-- Opening Marker --

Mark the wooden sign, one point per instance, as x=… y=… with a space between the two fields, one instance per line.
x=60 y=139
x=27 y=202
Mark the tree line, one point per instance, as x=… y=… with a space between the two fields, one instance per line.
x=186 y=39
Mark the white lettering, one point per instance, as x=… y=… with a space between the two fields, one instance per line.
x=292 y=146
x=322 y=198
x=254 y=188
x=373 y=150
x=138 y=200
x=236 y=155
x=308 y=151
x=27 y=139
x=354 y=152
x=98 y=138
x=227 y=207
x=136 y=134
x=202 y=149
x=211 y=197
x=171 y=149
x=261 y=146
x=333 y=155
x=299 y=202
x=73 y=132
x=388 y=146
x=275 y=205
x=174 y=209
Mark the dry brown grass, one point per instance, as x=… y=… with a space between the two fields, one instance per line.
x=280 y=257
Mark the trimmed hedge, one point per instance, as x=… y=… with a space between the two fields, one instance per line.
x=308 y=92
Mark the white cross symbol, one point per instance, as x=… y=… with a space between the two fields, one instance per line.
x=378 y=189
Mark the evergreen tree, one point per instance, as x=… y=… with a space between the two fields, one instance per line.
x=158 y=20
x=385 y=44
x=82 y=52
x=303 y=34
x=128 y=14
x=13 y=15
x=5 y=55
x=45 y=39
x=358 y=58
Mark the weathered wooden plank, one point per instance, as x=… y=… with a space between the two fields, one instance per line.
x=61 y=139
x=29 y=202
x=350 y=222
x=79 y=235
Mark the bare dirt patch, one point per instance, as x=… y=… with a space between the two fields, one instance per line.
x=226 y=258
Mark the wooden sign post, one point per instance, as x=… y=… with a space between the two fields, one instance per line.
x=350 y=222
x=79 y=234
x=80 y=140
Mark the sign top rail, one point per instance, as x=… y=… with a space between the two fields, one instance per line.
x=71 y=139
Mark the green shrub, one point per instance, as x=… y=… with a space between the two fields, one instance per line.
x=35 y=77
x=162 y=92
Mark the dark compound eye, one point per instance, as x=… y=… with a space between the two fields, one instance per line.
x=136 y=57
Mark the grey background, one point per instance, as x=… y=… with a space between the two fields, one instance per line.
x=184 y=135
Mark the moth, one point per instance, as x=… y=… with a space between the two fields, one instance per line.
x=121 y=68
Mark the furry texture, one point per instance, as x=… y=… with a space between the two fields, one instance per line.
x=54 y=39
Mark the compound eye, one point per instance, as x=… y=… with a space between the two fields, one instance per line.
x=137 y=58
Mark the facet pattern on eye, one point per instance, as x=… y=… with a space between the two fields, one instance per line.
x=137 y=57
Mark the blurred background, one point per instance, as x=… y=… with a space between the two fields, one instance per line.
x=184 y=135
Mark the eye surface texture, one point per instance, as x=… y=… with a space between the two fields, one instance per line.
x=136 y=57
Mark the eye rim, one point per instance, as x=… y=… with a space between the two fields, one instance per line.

-- Closing Marker --
-- Opening Marker --

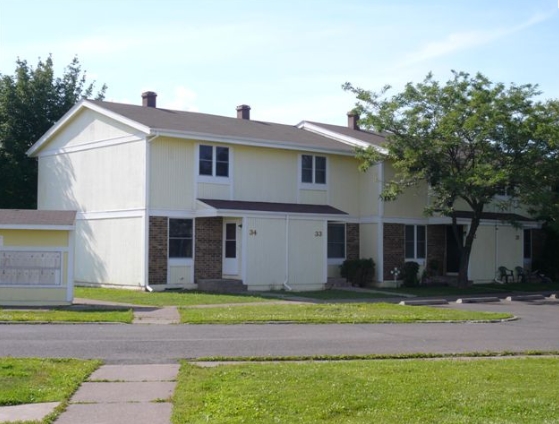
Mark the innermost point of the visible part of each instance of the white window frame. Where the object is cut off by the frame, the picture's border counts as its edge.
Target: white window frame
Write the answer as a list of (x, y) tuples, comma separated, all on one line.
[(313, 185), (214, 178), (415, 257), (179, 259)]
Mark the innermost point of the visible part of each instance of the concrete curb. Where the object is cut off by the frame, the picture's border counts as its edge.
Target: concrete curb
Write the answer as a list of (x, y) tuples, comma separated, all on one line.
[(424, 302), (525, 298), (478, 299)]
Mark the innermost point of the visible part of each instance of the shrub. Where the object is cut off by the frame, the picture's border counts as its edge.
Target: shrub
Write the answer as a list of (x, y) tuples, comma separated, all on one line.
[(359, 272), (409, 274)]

-- Closing Marker --

Assignment >>
Using the listing above, copy exactly the line that contains "Mark the blurred", the line that contains "Mark the eye rim, one", and each line that falls between them.

Result >>
Mark the blurred background, one point per instance, as x=… y=… with a space between the two fields, one instance per line.
x=184 y=135
Mark the eye surface texture, one point per instance, as x=… y=… with a space between the two fields, one instance per line.
x=136 y=57
Mark the eye rim, one point per instance, as x=… y=… with a space between the two fields, one instance per line.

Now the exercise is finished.